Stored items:
───

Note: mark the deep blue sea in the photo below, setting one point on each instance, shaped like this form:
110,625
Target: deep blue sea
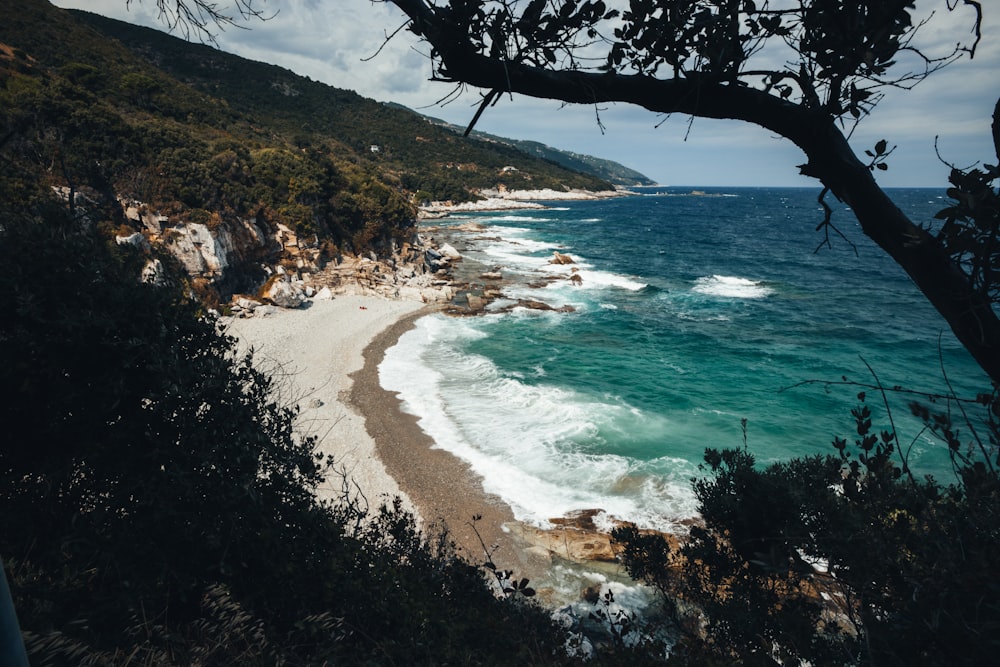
696,310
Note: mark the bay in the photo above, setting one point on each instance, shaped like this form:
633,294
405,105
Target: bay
693,311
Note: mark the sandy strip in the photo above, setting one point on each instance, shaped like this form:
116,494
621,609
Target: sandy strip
312,352
447,492
326,359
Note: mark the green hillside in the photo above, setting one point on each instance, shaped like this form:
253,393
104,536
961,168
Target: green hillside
407,149
609,170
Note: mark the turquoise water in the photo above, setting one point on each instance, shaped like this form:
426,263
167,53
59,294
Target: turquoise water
694,311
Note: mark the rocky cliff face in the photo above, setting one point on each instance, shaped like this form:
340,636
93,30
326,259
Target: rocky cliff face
256,263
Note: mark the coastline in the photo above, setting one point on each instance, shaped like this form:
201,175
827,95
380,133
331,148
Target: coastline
311,353
325,359
442,486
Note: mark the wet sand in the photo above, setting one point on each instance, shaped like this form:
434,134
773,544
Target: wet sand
444,489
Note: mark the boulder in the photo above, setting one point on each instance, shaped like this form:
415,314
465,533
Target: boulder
449,251
136,240
152,273
285,294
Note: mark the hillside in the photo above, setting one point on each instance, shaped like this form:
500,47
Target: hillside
609,170
406,148
230,163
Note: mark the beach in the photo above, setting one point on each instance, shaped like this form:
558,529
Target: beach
325,358
311,353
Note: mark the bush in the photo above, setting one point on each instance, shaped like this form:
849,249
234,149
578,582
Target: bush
159,509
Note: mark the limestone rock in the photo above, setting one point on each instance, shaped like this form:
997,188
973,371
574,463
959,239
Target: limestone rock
285,294
152,273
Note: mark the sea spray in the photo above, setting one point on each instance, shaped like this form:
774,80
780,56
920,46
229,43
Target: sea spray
690,314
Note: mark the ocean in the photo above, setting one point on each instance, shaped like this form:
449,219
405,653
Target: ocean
696,309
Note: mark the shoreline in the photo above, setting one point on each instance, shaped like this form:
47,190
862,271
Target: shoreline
311,353
441,486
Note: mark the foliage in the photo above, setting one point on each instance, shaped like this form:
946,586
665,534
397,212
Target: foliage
844,559
311,114
803,71
159,508
971,228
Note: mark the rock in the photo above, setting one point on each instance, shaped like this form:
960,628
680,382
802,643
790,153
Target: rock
449,251
265,310
136,240
573,544
152,273
476,303
243,303
285,294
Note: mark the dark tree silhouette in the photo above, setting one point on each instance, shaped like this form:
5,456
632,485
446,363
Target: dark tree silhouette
715,59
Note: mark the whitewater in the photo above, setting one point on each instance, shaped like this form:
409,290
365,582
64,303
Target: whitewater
691,312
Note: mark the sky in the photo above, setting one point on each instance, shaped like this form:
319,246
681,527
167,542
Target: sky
340,42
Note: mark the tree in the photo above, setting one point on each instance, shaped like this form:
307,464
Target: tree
715,59
160,509
840,559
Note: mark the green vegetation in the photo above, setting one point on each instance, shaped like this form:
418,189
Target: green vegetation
158,509
609,170
401,146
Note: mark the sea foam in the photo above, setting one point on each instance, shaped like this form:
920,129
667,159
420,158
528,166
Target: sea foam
539,447
731,287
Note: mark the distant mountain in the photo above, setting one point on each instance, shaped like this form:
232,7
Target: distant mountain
406,148
609,170
198,141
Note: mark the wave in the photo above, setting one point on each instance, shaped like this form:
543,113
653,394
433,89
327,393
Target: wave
732,287
517,218
540,447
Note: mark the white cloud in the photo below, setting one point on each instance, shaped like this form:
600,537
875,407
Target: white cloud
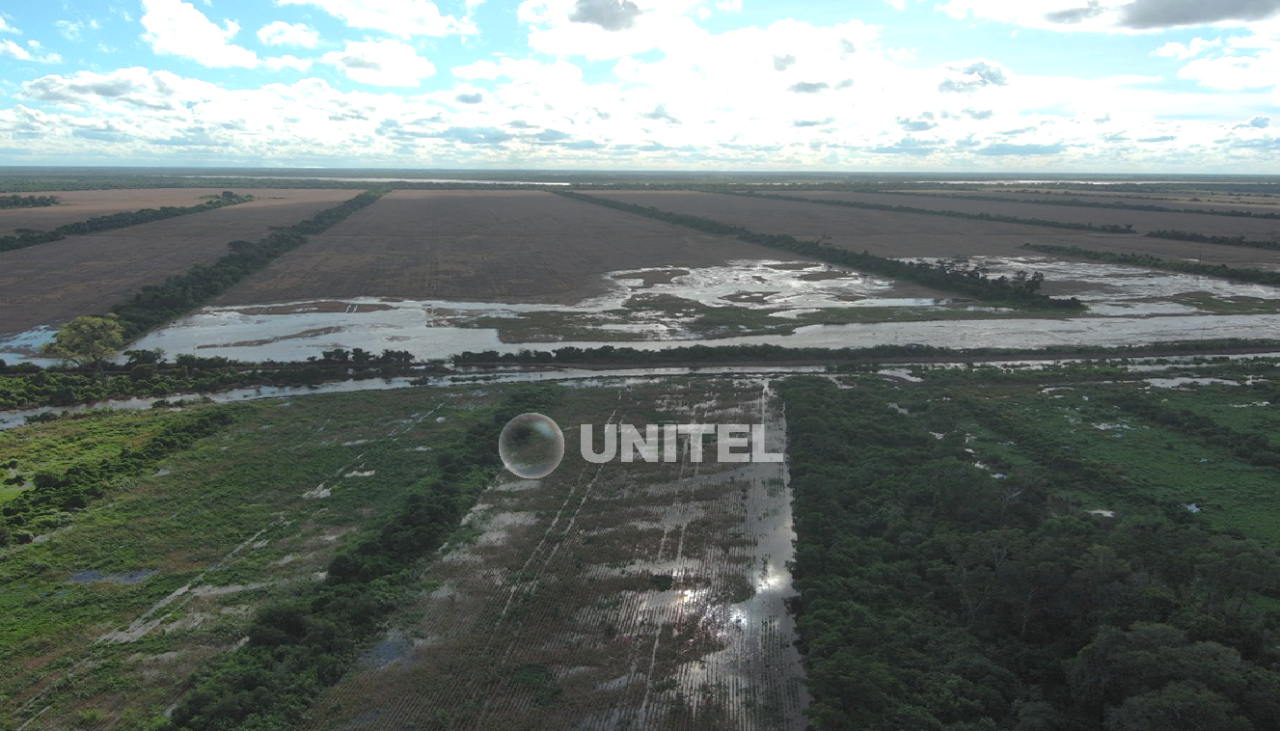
1184,51
74,30
380,63
280,33
287,62
178,28
608,28
402,18
16,51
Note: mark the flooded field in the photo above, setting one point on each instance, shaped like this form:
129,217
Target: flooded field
617,595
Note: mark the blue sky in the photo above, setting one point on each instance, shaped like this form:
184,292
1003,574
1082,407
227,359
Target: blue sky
1136,86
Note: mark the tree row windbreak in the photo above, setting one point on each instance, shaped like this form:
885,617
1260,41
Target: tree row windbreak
949,275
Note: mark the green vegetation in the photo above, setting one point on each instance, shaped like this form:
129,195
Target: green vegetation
156,305
951,275
1050,223
1221,270
1216,240
940,594
115,220
147,374
55,494
27,201
297,648
87,339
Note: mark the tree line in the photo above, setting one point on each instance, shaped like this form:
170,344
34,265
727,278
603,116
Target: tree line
30,237
301,645
952,275
933,595
999,218
1221,270
27,201
158,304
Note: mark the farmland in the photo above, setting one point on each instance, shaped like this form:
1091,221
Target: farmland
490,246
54,282
82,205
1142,222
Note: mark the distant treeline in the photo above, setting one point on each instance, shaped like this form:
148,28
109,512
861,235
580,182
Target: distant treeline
158,304
27,201
27,237
1221,270
1051,201
300,645
36,510
997,218
1215,240
947,275
146,374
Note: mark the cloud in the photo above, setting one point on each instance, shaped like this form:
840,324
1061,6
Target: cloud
1010,149
287,62
16,51
401,18
1176,50
179,30
280,33
972,77
74,30
608,14
917,124
661,114
380,63
809,87
1147,14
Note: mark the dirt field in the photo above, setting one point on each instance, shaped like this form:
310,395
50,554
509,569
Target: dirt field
83,205
51,283
1142,222
604,597
481,246
1203,200
899,234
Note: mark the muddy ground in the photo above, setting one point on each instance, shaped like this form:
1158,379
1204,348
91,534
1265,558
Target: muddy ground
617,595
481,246
900,234
50,283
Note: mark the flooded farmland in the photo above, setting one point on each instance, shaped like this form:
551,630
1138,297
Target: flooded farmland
617,595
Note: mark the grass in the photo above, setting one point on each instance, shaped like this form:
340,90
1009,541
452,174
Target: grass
225,517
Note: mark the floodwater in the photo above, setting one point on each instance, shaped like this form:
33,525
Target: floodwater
238,336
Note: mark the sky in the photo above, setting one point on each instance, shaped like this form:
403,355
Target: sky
1109,86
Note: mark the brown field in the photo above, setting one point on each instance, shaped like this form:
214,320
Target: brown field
1203,200
1142,222
50,283
83,205
900,234
621,595
487,246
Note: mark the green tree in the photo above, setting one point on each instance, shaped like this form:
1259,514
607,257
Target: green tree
87,341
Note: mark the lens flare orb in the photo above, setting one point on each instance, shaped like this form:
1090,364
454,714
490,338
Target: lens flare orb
531,446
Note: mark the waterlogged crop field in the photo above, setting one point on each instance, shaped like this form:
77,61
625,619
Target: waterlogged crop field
54,282
624,594
481,246
616,595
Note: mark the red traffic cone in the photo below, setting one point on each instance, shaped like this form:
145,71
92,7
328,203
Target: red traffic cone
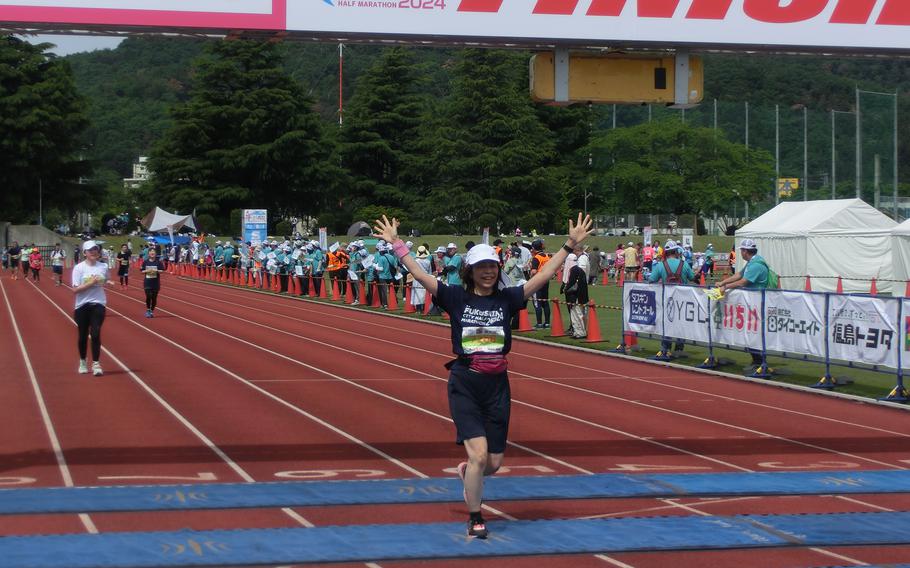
524,324
593,325
556,327
393,300
408,306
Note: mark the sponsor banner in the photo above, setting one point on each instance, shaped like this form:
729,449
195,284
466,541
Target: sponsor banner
737,319
685,312
642,307
795,322
841,24
255,225
864,329
905,342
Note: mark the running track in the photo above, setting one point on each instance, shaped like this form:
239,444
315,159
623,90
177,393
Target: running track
228,385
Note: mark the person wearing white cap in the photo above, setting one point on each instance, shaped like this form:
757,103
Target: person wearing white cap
480,310
88,279
672,269
451,265
755,275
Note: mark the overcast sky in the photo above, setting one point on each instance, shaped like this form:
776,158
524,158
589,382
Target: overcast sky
74,44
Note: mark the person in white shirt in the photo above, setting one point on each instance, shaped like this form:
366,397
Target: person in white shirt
88,280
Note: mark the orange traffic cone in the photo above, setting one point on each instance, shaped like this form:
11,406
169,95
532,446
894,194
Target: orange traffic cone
524,324
408,306
593,325
375,303
556,327
393,300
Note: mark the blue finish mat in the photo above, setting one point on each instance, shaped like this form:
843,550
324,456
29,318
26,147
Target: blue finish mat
405,491
448,540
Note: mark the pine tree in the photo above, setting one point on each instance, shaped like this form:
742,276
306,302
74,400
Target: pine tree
247,136
41,120
379,137
491,159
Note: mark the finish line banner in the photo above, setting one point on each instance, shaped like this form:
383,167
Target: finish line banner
854,25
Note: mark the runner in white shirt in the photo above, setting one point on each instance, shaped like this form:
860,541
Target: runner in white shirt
88,279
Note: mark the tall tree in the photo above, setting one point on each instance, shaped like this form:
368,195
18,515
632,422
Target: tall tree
41,120
379,137
247,136
669,167
491,160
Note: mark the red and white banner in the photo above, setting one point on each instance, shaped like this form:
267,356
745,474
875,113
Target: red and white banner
855,25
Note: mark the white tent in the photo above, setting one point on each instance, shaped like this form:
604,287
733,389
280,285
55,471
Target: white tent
160,221
900,255
838,237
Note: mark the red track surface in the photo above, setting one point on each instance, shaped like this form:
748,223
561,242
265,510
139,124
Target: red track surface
230,385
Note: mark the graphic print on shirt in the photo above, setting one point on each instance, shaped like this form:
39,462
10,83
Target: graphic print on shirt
482,331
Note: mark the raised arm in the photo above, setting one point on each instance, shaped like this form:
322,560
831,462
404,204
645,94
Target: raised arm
577,233
388,231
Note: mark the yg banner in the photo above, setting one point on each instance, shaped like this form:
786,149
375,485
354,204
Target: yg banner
737,319
685,311
795,322
864,329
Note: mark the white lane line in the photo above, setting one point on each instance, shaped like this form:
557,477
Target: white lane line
45,415
550,381
180,418
301,306
410,370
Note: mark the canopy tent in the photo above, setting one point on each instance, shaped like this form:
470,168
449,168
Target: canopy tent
838,237
160,221
900,255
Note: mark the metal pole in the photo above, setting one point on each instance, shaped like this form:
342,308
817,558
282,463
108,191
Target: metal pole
747,125
805,154
833,161
859,151
776,152
896,209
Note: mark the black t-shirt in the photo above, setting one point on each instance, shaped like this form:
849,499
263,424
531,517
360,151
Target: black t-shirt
480,324
152,281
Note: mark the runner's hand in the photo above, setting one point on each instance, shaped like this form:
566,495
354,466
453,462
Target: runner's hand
580,230
386,230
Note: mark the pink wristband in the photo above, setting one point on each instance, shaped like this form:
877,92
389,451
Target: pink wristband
400,249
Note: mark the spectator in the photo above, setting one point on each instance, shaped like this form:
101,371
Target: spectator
577,297
671,270
753,277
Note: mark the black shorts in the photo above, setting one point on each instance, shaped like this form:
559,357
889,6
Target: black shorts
480,406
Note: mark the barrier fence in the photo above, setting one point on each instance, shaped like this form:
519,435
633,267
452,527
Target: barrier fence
853,328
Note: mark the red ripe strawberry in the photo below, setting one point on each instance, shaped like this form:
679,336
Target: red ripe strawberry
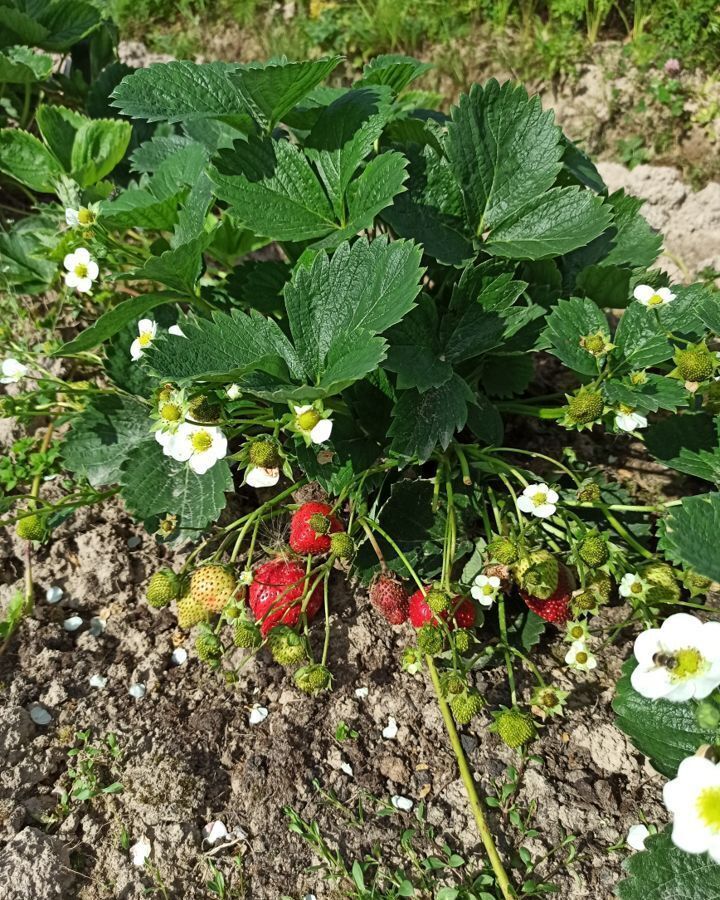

───

> _BRIEF_
Locate the line containing "Note: mark the graphic" in the records above, then output it and every line after it through the last, excluding pictures.

> _ANSWER TO THIS EXERCISE_
Note: mark the graphic print on shirt in the photo above, setting one point on each instance, shaped like this form:
39,462
10,83
Target: graphic print on shirt
482,331
Note: mark the raised arm in the photo above, setting one point on each instance, shaped like this form:
322,560
831,462
404,204
645,94
Target: raised arm
577,233
388,231
Note: mark the yg banner in the photo above, setting one point on each instance, shaped like this form:
786,149
375,485
354,204
Target: yg banner
737,319
685,311
795,322
864,329
Note: mark the white lane line in the photo above, setting one point on each instance, shaped like this form:
557,477
Target: white lane line
45,415
550,381
180,418
301,306
410,370
Note: mark the canopy tent in the photo above, setting one point on each instance, shaped like this form:
470,168
449,168
Target: canopy tent
838,237
160,221
900,255
Note: mark the metal pole in the photo above, setting one point on each instance, shaped like this form:
342,308
817,558
282,463
108,191
Target: metal pole
747,125
805,154
833,161
859,151
776,152
896,209
Note: mark the black t-shirt in the photo above, setting one point on each instance, shaped like this form:
849,499
263,424
531,517
360,151
Target: black t-shirt
480,324
152,281
Note: mark the runner's hand in the photo above, setting one point on each instance, shaped like this form:
566,495
354,466
453,462
Target: runner's hand
580,230
386,230
Note: mark the pink wristband in the photo above, setting one point on each instance, shaped like this form:
877,92
389,451
Target: pink wristband
400,249
Note: mark the spectator in the photo above, setting one point on each instance, shaped like this form:
101,371
Target: spectator
577,297
671,270
753,277
Note: mark the black shorts in the photo above, setting one point on each instance, shaped like this form:
559,357
889,6
Target: black shorts
480,406
Note: mark the barrier fence in the photo above, setting one point on each instance, shaped like this form:
519,435
633,267
452,527
Target: barrier fence
853,328
Note: mark the red ripe strawberry in the photo below, setting one point on each instance, shaped like this form:
679,336
Target: red ripe strawberry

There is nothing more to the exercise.